++++ Dataset records

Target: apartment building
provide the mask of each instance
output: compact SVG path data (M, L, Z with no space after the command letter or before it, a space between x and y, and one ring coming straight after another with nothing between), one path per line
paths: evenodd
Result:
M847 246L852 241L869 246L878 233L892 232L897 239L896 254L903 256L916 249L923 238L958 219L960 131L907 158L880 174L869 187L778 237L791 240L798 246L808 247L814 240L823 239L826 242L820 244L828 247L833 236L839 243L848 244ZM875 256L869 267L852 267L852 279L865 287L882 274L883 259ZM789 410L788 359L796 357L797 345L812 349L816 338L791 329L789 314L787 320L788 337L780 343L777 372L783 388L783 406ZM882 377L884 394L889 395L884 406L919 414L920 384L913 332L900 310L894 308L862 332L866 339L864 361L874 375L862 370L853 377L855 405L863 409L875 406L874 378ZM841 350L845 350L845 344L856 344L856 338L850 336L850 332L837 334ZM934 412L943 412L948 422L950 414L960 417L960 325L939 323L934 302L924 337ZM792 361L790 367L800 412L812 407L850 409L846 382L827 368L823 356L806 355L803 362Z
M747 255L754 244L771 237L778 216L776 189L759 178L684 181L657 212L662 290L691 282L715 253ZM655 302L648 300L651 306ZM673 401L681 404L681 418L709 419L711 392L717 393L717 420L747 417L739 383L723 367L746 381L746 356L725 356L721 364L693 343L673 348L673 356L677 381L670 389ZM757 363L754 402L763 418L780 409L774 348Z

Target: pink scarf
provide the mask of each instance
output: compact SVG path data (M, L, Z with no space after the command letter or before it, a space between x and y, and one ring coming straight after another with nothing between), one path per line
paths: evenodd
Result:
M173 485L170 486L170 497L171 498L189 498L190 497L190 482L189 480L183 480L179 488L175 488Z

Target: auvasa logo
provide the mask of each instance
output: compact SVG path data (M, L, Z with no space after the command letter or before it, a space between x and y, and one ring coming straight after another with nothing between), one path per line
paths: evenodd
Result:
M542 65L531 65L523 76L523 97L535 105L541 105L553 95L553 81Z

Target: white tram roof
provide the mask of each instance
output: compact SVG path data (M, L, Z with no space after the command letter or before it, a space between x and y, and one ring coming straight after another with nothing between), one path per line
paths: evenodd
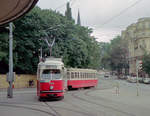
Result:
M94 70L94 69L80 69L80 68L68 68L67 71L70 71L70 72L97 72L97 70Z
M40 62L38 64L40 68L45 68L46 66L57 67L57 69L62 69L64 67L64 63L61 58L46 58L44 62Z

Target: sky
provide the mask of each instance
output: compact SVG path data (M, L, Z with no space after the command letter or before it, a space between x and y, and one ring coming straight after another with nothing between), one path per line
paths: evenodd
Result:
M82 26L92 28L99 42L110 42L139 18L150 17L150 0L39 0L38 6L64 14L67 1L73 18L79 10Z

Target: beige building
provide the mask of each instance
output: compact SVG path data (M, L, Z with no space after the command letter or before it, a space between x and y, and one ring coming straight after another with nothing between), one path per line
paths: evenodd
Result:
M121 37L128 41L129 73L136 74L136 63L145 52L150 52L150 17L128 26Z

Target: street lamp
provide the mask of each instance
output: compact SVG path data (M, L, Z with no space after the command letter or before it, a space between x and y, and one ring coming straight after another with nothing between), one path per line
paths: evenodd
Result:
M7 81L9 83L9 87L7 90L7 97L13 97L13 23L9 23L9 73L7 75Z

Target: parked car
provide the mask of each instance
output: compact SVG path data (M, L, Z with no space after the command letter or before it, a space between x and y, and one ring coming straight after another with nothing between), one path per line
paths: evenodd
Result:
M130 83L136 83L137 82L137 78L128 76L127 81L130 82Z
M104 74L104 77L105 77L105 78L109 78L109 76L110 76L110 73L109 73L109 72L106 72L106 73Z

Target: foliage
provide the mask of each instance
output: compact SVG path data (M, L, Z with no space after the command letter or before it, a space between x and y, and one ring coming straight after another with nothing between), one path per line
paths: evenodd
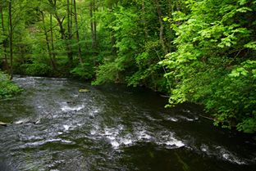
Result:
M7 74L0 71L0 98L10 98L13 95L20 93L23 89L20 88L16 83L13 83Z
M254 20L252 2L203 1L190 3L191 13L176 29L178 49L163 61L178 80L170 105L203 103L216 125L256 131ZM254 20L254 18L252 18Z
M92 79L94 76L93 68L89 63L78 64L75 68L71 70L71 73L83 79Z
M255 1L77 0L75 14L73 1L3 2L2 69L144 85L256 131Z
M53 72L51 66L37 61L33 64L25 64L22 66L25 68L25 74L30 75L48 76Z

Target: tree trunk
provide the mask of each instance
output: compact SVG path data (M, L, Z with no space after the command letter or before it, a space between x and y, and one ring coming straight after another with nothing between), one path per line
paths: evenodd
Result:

++++++++

- [Directions] Lay out the rows from the line with "Target: sky" up to and including the line with "M82 26L92 28L99" as a two-column CSV with the header input,output. Give one CSV line per row: the row's text in one quoted field and its answer in the other, with line breaks turned into spaces.

- [Solution to this task]
input,output
"Target: sky provide the mask of each instance output: compact SVG path data (M, L, Z with no space after the command letter or before it, a space between x and y, and one ring coming straight after another with nothing between), one path per line paths: evenodd Result:","M82 26L92 28L99 42L110 42L139 18L150 17L150 0L39 0L38 6L64 14L67 1L73 18L79 10Z"